#### Source extract:
Tokyo. Dusk. Elevators lower a dense, dark-suited mass of weary businessmen down from the sky. They pour onto the streets, fan out and disappear into five thousand quaint, noisy, lantern-festooned, bamboo-latticed, family-owned, after-hours watering holes to unwind. Meanwhile, eight young Japanese women, their normal work day also over, converge at Shakti's Vasant Mala School of Dance for evening practice. Three rigorous hours later-perspiration evaporated during a final 20-minute meditation in full lotus-they catch the last subway home. Five days a week.
Reported by Vikas Adhopia, Kyoto
Half-Indian, half-Japanese, 37-year-old Shakti is still not tired. "It's so quiet around midnight. This is when I really meditate." She reposes on the floor, her ankle-length hair encircling her. On cue, her six cats appear and seat themselves around her Buddha-like form-personal guardian spirits.

#### Data records:
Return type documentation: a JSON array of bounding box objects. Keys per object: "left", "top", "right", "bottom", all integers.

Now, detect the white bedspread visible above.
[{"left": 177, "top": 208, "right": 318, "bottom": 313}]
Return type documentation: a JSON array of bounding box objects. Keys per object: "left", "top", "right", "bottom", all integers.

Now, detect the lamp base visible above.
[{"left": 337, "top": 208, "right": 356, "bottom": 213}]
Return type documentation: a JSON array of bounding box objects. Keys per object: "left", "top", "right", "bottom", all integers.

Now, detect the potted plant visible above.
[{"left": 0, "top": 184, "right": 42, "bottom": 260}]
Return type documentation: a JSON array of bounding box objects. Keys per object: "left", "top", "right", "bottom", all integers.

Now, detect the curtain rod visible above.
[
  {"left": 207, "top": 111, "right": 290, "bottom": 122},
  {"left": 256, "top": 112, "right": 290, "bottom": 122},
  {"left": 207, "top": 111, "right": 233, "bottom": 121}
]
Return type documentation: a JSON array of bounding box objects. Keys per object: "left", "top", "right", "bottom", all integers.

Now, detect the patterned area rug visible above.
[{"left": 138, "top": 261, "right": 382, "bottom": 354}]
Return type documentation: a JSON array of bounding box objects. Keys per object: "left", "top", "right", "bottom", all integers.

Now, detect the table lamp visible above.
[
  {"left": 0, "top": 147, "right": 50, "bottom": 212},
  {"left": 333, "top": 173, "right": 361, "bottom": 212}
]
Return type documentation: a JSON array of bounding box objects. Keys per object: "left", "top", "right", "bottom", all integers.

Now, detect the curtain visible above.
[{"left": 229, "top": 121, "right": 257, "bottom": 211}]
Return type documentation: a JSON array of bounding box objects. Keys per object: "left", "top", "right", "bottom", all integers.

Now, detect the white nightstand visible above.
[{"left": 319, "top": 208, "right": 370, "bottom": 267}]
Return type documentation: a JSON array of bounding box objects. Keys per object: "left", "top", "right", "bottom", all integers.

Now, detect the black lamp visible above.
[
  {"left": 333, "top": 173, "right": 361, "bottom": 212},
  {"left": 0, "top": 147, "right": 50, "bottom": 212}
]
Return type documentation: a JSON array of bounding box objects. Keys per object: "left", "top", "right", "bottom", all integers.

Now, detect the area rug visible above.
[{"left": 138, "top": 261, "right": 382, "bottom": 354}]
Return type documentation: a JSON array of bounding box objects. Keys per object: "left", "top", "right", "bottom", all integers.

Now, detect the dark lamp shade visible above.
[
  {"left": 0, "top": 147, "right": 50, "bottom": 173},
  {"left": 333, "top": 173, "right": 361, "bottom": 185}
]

#### Tasks to perform:
1 - According to the passage about Shakti's dance school, how many cats does Shakti have?
2 - Carry on the passage about Shakti and her dance school, starting after its last sentence.

#### Results of the exercise:
1 - Six.

2 -
Who is this tireless, meditating, zephyr-like half-Durga/half-Saraswati classical/non-classical Indian dance artist who performs in Buddhist temples, did a rave recital at age 27 at Lincoln Center, New York, dances for heads of state-the late Indira Gandhi and Japan's Imperial family-and holds an MA in Indian philosophy from Columbia University? And what is she doing with an Indian dance school and troupe in a Buddhist/Shinto land anyway?
Let me explain. I met Shakti and her mother, Vasant Mala, at the Kyoto branch of their dance school. They served me Indian tea and told me their story. Shakti's late father, Dr. Surindra Nath Chakravarty, an English professor, set up the Gandhi Institute in Japan to promote cultural exchange with India. Shakti's Japanese mother-a student of her husband-to-be when they first met-became the first Japanese woman to study Bharatanatyam, tutoring under dance genius Udhay Shankar.
Today, Vasant Mala has about 40 students and gives them a class in Hindu philosophy once a month. Shakti has about 20 students, not counting her troupe members. Nearly all are Japanese. "The Indian kids, unlike the Japanese, are not so serious about it," she laments.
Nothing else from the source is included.